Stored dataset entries
========
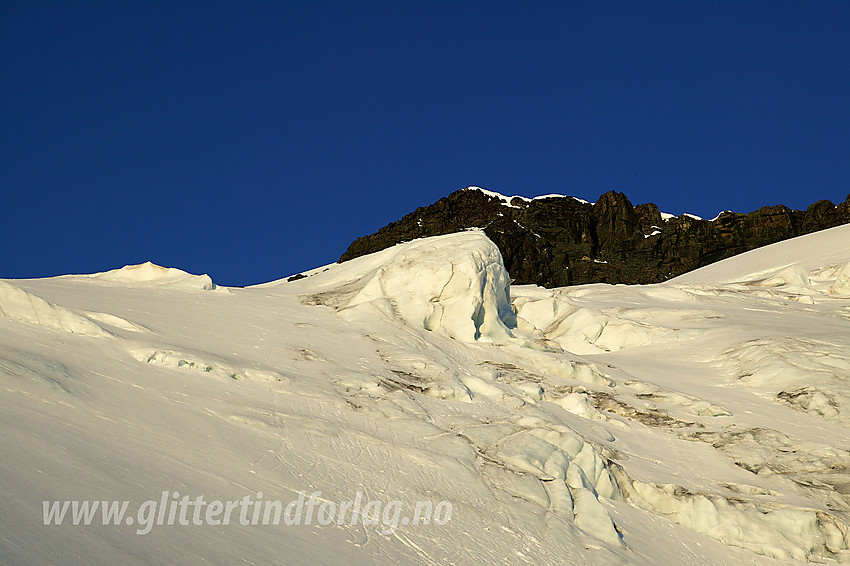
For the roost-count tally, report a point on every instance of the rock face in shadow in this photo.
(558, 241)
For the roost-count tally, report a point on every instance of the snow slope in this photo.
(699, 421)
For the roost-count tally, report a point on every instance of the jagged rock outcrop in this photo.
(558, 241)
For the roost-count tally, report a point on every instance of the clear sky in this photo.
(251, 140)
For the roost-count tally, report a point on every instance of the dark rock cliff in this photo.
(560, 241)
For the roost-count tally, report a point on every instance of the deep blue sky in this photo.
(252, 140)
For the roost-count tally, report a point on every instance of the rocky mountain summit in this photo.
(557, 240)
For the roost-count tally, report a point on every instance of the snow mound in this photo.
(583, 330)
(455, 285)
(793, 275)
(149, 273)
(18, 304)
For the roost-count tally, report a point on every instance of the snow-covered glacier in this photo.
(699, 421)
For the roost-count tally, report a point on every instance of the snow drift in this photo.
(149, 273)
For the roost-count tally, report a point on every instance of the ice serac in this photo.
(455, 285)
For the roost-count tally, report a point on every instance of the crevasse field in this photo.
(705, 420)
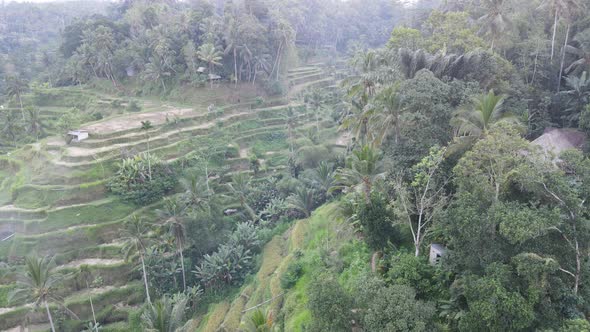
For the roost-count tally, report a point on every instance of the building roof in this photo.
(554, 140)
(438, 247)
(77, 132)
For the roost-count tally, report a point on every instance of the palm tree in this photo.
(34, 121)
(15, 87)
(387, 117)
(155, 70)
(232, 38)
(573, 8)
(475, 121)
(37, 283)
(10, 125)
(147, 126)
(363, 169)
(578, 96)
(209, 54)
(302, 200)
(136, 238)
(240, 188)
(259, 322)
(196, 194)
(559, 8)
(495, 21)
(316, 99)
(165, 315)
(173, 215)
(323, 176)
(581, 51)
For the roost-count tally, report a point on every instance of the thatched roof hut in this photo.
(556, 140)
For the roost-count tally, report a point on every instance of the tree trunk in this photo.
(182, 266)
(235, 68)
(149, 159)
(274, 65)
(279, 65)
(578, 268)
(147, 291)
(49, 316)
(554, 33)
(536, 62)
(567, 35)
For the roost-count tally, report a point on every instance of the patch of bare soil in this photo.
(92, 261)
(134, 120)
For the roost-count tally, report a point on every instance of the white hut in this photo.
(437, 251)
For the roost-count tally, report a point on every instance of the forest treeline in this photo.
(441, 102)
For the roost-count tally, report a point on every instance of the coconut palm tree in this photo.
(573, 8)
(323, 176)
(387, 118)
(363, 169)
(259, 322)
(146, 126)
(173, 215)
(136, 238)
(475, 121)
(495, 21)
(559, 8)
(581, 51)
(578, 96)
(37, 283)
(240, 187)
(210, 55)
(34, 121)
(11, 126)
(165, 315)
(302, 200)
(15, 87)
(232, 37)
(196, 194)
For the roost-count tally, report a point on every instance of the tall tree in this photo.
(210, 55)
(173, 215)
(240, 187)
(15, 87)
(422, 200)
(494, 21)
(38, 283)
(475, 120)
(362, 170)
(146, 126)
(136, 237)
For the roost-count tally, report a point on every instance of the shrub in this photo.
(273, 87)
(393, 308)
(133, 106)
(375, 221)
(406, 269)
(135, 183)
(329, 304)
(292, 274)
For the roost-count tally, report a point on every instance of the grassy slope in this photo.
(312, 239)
========
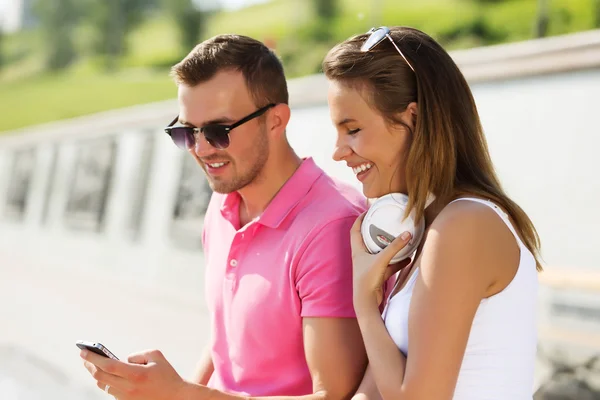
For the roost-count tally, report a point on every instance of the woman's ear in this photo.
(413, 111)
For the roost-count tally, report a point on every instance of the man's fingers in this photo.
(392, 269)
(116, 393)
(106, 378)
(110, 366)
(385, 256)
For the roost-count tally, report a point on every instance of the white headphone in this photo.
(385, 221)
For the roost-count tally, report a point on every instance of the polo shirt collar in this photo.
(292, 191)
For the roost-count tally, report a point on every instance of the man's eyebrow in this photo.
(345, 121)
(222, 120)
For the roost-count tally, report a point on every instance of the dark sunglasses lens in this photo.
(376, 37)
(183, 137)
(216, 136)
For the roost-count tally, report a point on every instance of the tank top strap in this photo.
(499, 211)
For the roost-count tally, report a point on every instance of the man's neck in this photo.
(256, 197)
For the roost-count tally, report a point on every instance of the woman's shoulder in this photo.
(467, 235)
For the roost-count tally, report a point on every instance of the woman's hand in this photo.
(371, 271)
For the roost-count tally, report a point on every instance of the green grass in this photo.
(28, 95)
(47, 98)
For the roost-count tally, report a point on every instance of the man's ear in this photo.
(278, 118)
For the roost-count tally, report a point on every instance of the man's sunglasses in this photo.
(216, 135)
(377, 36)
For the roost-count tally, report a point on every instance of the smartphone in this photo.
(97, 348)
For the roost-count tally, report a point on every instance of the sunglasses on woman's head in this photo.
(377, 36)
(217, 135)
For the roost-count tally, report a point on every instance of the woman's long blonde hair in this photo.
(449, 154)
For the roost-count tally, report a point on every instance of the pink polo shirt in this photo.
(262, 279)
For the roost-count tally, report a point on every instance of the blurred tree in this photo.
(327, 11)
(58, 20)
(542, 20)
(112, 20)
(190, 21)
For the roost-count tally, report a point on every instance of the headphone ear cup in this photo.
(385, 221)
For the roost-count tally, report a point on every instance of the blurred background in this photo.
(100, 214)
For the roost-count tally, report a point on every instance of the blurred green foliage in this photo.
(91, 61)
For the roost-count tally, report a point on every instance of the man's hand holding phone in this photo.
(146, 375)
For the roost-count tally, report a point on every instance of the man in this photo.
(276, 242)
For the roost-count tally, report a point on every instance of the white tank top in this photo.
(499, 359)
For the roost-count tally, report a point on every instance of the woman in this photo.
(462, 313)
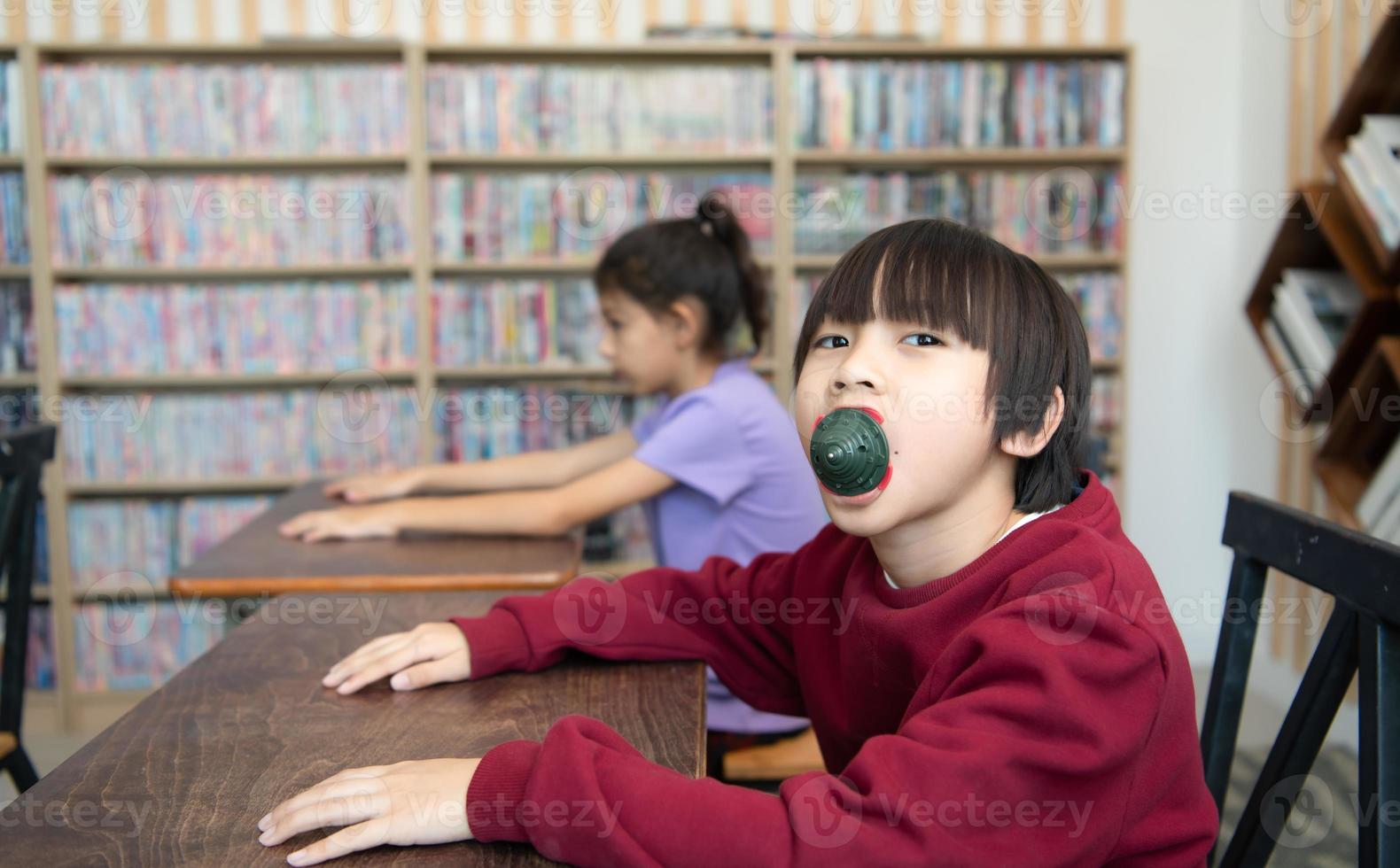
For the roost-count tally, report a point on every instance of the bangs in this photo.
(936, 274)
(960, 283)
========
Problem description — Gather every line in the entries above that contains the word "polo". Case counts.

Complete answer —
For the roost-count tally, report a point on every instance of the polo shirt collar in this photo.
For the roost-count tally, report a point on every instance of the pink polo shirt in this photo.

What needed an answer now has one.